TASK OBJECTIVE: Copy the entries exactly. Leave out any pictures.

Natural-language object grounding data
=== Section Start ===

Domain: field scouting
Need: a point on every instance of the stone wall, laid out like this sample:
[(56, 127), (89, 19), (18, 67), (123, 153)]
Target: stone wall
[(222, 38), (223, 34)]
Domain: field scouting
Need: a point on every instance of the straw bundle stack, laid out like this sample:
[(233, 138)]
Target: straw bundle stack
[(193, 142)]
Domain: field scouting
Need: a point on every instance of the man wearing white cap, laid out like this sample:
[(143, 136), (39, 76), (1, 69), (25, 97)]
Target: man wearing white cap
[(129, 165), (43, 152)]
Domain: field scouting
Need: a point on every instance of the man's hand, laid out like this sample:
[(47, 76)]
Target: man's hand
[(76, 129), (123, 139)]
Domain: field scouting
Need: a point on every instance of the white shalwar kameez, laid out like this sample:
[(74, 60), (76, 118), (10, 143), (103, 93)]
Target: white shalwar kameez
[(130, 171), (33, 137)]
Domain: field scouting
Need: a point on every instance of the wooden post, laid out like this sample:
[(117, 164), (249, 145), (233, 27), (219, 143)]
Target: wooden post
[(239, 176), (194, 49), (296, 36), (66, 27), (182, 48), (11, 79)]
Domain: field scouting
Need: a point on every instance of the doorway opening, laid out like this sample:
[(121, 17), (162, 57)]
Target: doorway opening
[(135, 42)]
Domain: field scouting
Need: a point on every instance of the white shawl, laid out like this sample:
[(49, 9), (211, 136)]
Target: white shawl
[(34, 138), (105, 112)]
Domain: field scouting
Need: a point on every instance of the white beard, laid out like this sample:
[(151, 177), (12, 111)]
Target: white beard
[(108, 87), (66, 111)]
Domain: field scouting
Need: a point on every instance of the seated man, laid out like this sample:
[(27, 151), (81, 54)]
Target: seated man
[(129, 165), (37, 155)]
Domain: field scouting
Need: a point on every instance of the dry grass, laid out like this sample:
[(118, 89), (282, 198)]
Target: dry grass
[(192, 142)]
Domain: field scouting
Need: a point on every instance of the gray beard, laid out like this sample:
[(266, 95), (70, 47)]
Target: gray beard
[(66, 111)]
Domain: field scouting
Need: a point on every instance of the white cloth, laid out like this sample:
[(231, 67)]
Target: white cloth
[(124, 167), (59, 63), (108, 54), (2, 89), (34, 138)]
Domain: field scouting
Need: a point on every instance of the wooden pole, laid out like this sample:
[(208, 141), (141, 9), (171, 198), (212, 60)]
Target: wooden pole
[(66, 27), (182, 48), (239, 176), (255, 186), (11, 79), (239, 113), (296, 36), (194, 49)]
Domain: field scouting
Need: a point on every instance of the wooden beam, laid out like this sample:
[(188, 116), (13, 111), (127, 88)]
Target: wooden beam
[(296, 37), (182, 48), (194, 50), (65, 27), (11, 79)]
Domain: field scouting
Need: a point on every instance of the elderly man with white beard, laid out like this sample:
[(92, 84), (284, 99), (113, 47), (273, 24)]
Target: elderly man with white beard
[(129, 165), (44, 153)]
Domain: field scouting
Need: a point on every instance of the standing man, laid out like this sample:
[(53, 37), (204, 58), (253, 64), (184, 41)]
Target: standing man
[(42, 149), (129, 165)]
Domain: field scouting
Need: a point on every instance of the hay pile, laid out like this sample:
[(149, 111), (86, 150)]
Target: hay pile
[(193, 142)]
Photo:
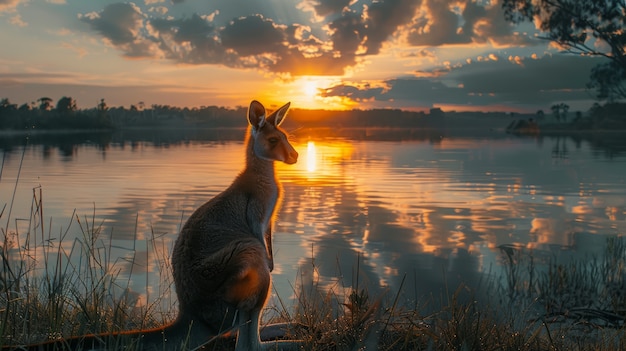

=== Section End ===

ANSWER TO THIS EXERCISE:
Domain: field scouting
Need: a point on every instance of the stone wall, laid out like this sample:
[(56, 127), (89, 19), (18, 67), (123, 153)]
Target: stone wall
[(222, 38), (223, 34)]
Domain: field scouting
Need: a point on every instance of the straw bundle stack, laid out like this sample:
[(233, 138)]
Target: straw bundle stack
[(193, 142)]
Domain: field scouting
Need: a point on every instance of the man wearing white cap, laid out like this sample:
[(143, 136), (39, 76), (1, 69), (25, 97)]
Target: man wearing white cap
[(129, 165), (43, 152)]
Domain: field scouting
Need: a point on every instance of the man's hand, laid out like this sample:
[(47, 76)]
Target: man's hand
[(76, 129), (123, 139)]
Domain: field scouting
Need: a point on every instance of the white shalwar kameez, laid out like this sample:
[(74, 60), (76, 118), (10, 143), (103, 93)]
Target: white shalwar kameez
[(130, 171), (33, 137)]
Domain: field scouting
Need: a point on every instance of the wooden post, laid out like this sample:
[(117, 164), (249, 145), (233, 27), (219, 143)]
Target: wooden post
[(239, 176), (194, 49), (296, 36), (66, 27), (182, 48), (11, 79)]
Domain: field scouting
Need: a point on every instance of the doorway opening, laid out like this sample:
[(121, 17), (162, 57)]
Target: doorway opening
[(135, 42)]
Domain: field scouting
Need: a point on every instance of the white shawl, laid out like this sample:
[(49, 9), (211, 136)]
Target: white shawl
[(34, 138), (105, 112)]
Domain: field scouting
Need: a point on every instance of the white beard, laid out like this sample:
[(151, 177), (12, 111)]
Target: white beard
[(108, 87), (66, 111)]
Domain: field scouting
Need: a point on every instance of the seated man, laid out like this sample:
[(27, 151), (81, 54)]
Target: seated man
[(129, 165), (37, 155)]
Domain: field scouting
Need: a point on every instance of the dry grass, laid out like this sample:
[(118, 89), (282, 198)]
Target: dry grass
[(192, 142)]
Domain: field scouting
Need: a point on every instance of the gray beard, laid out like this sample:
[(266, 95), (70, 47)]
Target: gray beard
[(66, 111)]
Domain: field scouting
Need: a point on every instance of the white cloth, laid out like this sample:
[(231, 67)]
Target: white cloth
[(124, 167), (59, 63), (108, 54), (2, 89), (34, 138)]
Domain: field scouting
Need: a point on every instance of the wooden pole, laid out like this sample:
[(208, 141), (141, 9), (171, 198), (212, 60)]
Target: wooden pole
[(66, 27), (182, 48), (239, 176), (255, 186), (11, 79), (239, 113), (296, 36), (194, 49)]
Domain: field scouting
Need: a point on every instance of the wooden beam, laid out like this sample:
[(188, 116), (13, 111), (127, 88)]
Target: wooden beam
[(296, 37), (182, 48), (194, 50), (65, 27), (11, 79)]
Domain: field scouting
Need: a point on every instance of the elderly man with white beard, laid out like this sample:
[(92, 84), (284, 99), (113, 47), (273, 24)]
Target: elderly man with white beard
[(129, 165), (44, 153)]
Domain: field scouting
Need: a point on every instance of the standing man, laid out like this sample:
[(53, 37), (204, 58), (253, 64), (184, 41)]
Target: standing man
[(42, 149), (129, 165)]
Domain: field scouting
Need: a point on every instance of the hay pile, laid out like this sample:
[(149, 111), (86, 150)]
Target: hay pile
[(193, 142)]
Photo:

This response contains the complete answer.